It is one of the more interesting aspects of practising law that allows lawyers to consider the situation when two laws designed for different purpose intersect. Sometimes these differences can cause difficulties, but when used creatively they can be the key to solving difficult problems. One such intersection involves a gift given with a condition subsequent and the revocation tax.

A condition subsequent results when a charity receives a gift subject to a condition with which it must continue to comply for as long as it holds the property. In fact, depending on the circumstances the condition may exist in perpetuity. If the charity does not comply with the condition subsequent then the donor is within his or her right to demand the return of the property. This does not happen often because as time passes, the donor may die and the family may forget that the gift was ever given let alone that the condition was attached to the property. Nevertheless, the charity (or the subsequent holder of the property) may find itself disentitled to the property if it ceases to comply with the condition.

The revocation tax applies to charities that have had their registered charity status revoked by the CRA. In these circumstances the charity becomes liable for a tax equal to 100 percent of its assets at the time the CRA sends a Notice of Intention to Revoke. An obvious question then concerns the valuation of property that is subject to a condition subsequent. The problem is best illustrated by example. If a charity owns a piece of property which is subject to a condition that the property always be used for the relief of poverty the property must only be used for that purpose by the charity and any subsequent owner. If the condition is breached the property may be seized without consideration by the original donor. Under those circumstances the use of the property is severely restricted to the point where its fair market valuation may be effectively nil (depending of course on the nature of the restriction, the type of property and its location).

*Material:*
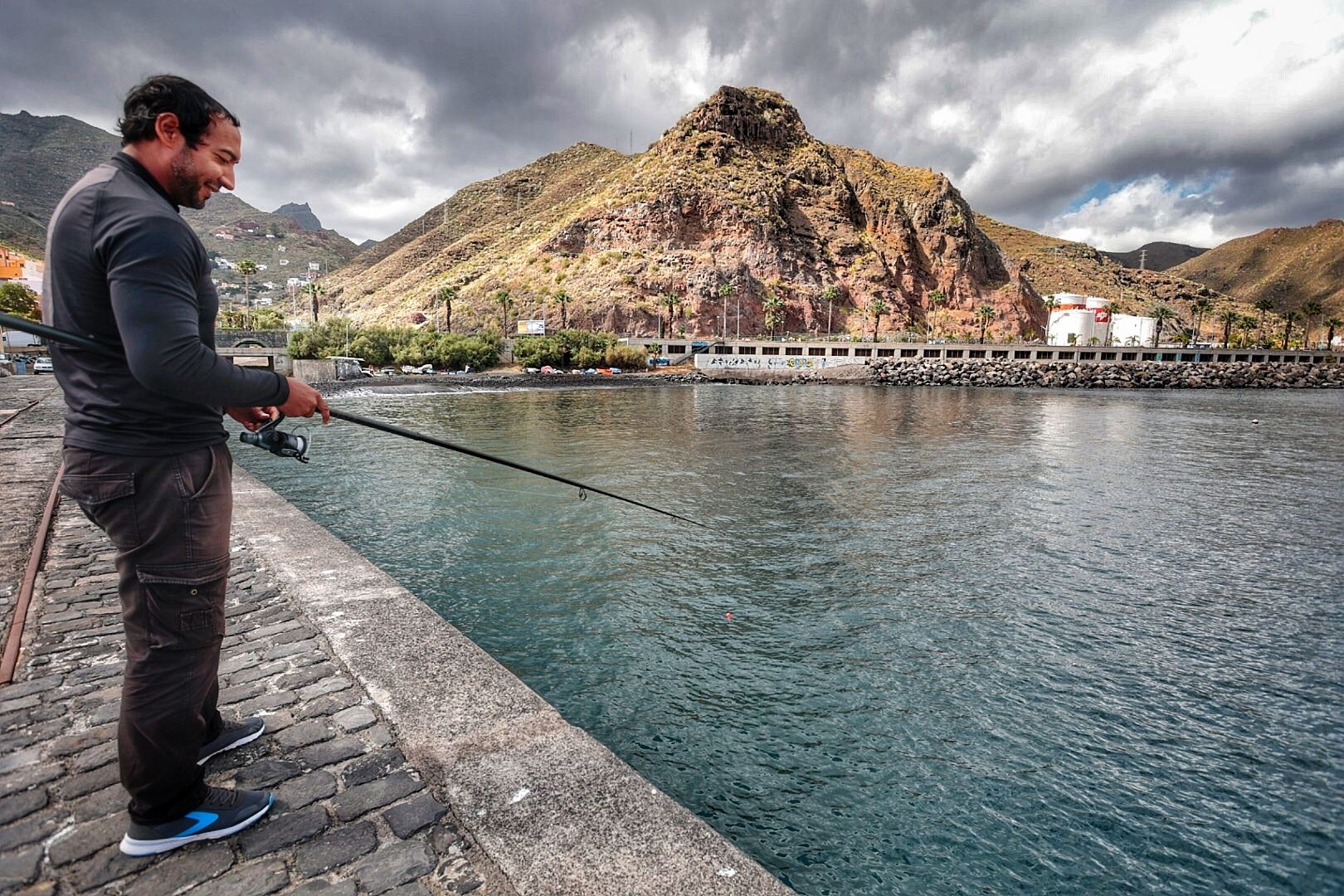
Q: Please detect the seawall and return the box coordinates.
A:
[0,377,791,896]
[696,358,1344,390]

*Directions for this task:*
In the text on conditional gifts and the revocation tax, what factors decide whether the fair market value of restricted property is "effectively nil"? List every one.

*Exercise answer:*
- The nature of the restriction
- The type of property
- The property's location